## [EXTRACTED DATA]
>> BEGIN

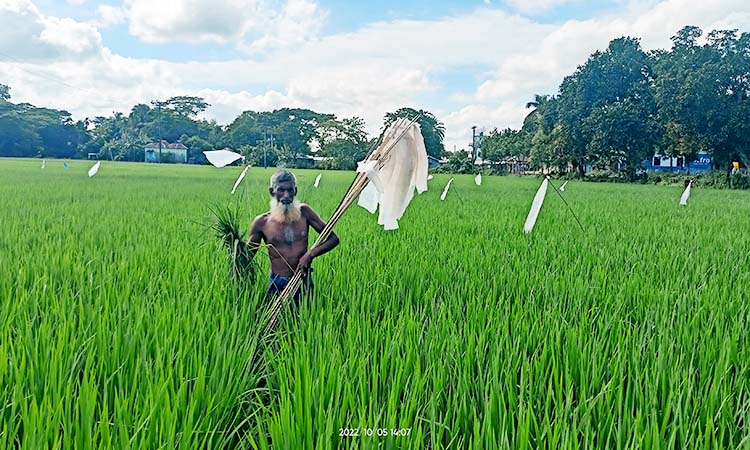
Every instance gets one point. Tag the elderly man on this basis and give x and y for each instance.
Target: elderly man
(285, 231)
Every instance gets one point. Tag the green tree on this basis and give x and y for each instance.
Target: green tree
(433, 131)
(345, 141)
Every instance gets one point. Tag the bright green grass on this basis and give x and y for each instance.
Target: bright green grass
(119, 327)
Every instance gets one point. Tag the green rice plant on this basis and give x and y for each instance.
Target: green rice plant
(226, 226)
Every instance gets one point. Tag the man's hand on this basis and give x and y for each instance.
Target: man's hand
(304, 262)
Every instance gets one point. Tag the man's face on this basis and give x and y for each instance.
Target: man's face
(284, 192)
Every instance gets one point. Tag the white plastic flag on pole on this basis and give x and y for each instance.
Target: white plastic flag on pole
(686, 194)
(221, 158)
(445, 191)
(94, 169)
(393, 180)
(536, 205)
(239, 179)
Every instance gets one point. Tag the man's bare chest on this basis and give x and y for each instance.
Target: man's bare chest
(286, 234)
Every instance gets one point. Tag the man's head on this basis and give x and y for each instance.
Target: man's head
(283, 188)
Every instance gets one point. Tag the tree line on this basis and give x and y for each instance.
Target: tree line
(280, 137)
(623, 105)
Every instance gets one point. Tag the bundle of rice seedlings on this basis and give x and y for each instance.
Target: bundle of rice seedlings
(226, 226)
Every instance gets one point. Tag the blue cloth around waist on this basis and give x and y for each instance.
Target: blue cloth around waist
(280, 282)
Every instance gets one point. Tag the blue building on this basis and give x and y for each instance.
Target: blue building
(660, 163)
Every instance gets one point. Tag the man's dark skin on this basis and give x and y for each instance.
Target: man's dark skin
(287, 242)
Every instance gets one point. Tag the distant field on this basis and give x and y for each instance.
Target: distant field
(120, 329)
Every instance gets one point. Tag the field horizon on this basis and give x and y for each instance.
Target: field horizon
(121, 329)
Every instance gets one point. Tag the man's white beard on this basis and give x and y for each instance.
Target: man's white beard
(285, 213)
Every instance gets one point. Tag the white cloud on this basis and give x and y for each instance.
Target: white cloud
(532, 7)
(27, 34)
(110, 15)
(252, 24)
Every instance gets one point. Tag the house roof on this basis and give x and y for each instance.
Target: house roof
(165, 144)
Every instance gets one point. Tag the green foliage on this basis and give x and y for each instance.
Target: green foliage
(714, 179)
(120, 329)
(623, 105)
(344, 142)
(27, 131)
(458, 163)
(225, 222)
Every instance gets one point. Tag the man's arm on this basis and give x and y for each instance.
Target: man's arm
(256, 235)
(318, 225)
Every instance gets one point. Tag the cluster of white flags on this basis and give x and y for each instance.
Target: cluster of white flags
(221, 158)
(392, 182)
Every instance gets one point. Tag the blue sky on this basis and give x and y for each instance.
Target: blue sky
(471, 62)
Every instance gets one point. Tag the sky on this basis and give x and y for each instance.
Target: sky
(470, 62)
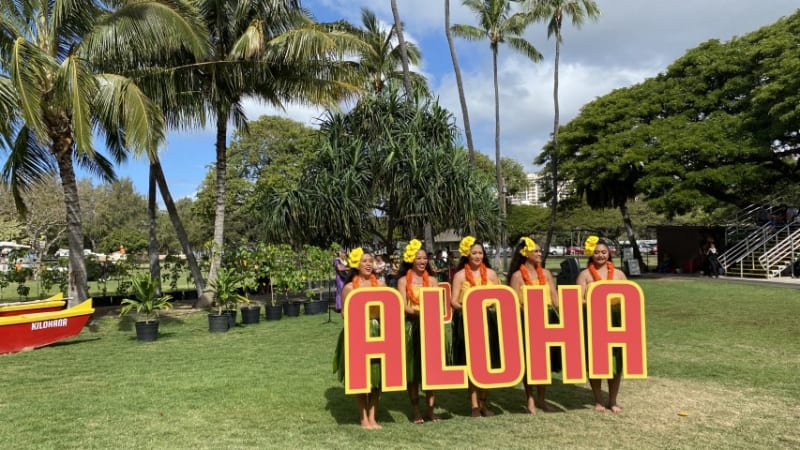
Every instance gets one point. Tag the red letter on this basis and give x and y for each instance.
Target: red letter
(448, 308)
(476, 334)
(629, 334)
(435, 374)
(567, 334)
(360, 347)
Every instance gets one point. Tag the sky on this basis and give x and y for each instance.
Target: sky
(632, 40)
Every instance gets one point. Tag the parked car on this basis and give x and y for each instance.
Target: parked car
(574, 250)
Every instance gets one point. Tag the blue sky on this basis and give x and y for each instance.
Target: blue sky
(632, 40)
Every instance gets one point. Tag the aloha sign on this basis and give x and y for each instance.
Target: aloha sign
(581, 346)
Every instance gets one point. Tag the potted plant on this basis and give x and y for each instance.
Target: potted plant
(226, 297)
(316, 265)
(247, 266)
(147, 305)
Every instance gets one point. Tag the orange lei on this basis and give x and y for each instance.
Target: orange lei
(596, 274)
(372, 281)
(471, 279)
(410, 289)
(526, 276)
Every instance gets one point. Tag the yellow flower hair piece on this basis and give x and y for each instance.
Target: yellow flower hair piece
(530, 246)
(465, 245)
(411, 250)
(589, 245)
(355, 257)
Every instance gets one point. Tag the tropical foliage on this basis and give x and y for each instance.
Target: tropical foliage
(55, 95)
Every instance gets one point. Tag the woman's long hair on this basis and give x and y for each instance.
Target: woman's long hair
(601, 242)
(465, 259)
(354, 271)
(517, 260)
(405, 267)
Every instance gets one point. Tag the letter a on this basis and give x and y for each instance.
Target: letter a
(360, 347)
(604, 299)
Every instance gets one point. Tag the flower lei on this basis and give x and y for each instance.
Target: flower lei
(412, 248)
(589, 245)
(465, 245)
(471, 279)
(355, 257)
(529, 246)
(526, 276)
(410, 289)
(372, 281)
(596, 274)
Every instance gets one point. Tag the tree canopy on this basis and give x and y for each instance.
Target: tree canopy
(718, 123)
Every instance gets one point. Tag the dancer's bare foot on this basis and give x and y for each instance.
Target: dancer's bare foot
(531, 408)
(599, 407)
(546, 407)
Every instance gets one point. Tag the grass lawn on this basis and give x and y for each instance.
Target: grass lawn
(726, 353)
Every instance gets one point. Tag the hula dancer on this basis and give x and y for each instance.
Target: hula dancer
(361, 275)
(473, 270)
(414, 274)
(526, 270)
(601, 268)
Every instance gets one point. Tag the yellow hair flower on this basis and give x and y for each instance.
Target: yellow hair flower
(465, 245)
(530, 246)
(355, 257)
(412, 248)
(589, 245)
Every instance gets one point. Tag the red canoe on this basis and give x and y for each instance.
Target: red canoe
(33, 330)
(54, 303)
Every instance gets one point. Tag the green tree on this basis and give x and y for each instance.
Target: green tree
(54, 96)
(388, 166)
(554, 12)
(498, 25)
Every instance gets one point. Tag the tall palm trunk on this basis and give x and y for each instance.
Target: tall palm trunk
(78, 288)
(460, 84)
(183, 238)
(152, 247)
(219, 215)
(554, 157)
(398, 26)
(500, 186)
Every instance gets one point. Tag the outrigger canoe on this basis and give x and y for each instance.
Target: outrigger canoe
(54, 303)
(34, 330)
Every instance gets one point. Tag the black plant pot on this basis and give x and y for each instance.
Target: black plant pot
(250, 314)
(316, 307)
(273, 312)
(218, 323)
(231, 313)
(291, 309)
(147, 331)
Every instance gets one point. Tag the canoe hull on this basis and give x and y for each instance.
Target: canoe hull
(54, 303)
(34, 330)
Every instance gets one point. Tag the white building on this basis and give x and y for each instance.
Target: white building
(533, 195)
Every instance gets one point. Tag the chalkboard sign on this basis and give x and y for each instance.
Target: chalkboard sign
(633, 267)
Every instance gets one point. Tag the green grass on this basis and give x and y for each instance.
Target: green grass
(726, 353)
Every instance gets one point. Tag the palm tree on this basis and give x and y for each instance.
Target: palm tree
(498, 25)
(554, 11)
(54, 95)
(459, 83)
(270, 50)
(379, 58)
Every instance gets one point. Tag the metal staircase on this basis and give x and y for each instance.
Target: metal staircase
(765, 252)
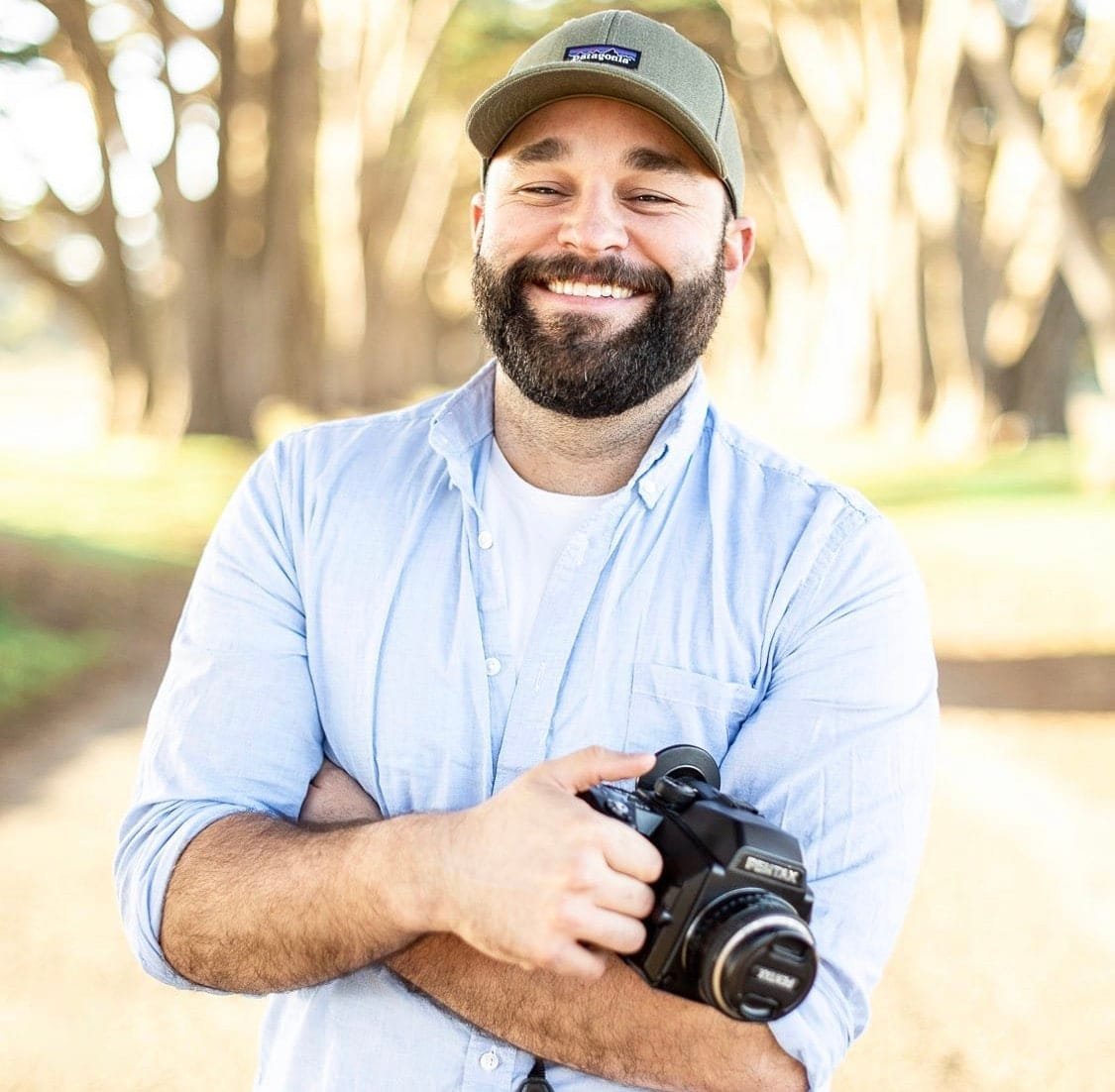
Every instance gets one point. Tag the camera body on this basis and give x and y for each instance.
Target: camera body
(730, 920)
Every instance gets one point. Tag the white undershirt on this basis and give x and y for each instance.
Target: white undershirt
(529, 527)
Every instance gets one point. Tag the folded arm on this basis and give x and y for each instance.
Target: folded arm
(598, 1027)
(531, 876)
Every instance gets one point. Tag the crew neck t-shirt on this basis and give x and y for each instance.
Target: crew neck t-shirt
(527, 527)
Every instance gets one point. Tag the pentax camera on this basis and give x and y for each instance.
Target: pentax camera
(729, 924)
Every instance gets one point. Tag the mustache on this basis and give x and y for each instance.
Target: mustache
(610, 270)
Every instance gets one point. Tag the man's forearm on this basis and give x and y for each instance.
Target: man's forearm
(616, 1028)
(258, 905)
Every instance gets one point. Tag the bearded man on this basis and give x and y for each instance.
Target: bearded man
(454, 618)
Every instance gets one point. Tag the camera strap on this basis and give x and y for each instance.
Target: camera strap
(536, 1079)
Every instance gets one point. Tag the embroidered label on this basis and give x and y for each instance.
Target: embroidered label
(605, 55)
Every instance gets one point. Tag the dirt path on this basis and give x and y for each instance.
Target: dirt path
(1001, 981)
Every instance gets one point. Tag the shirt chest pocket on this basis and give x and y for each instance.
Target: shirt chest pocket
(674, 706)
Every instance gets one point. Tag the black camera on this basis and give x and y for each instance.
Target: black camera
(729, 924)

>> END

## [SHORT PROBLEM]
All lines from the one with "Every instance gets one point. Tag the camera strap" through the final line above are to be quoted exactly; quote no other line.

## [RESPONSE]
Every instance gets one point. Tag the camera strap on this basis and give x and y for each instance.
Target: camera strap
(536, 1079)
Every instance gets one point. Tag the embroidered label on this basis and give x and y for each instance.
Target: embroidered label
(605, 55)
Every instance gets one point. Tag the dirt path on this basis and give x and y for each instance.
Target: dirt path
(1001, 981)
Every instance gets one point. Tag the shirt chest pocket on this basis and give x and y for each instance.
Target: shirt chest pocket
(674, 706)
Every instance gets one point. Tag the black camera on this basis and give x and y for each instance.
Target: black camera
(729, 924)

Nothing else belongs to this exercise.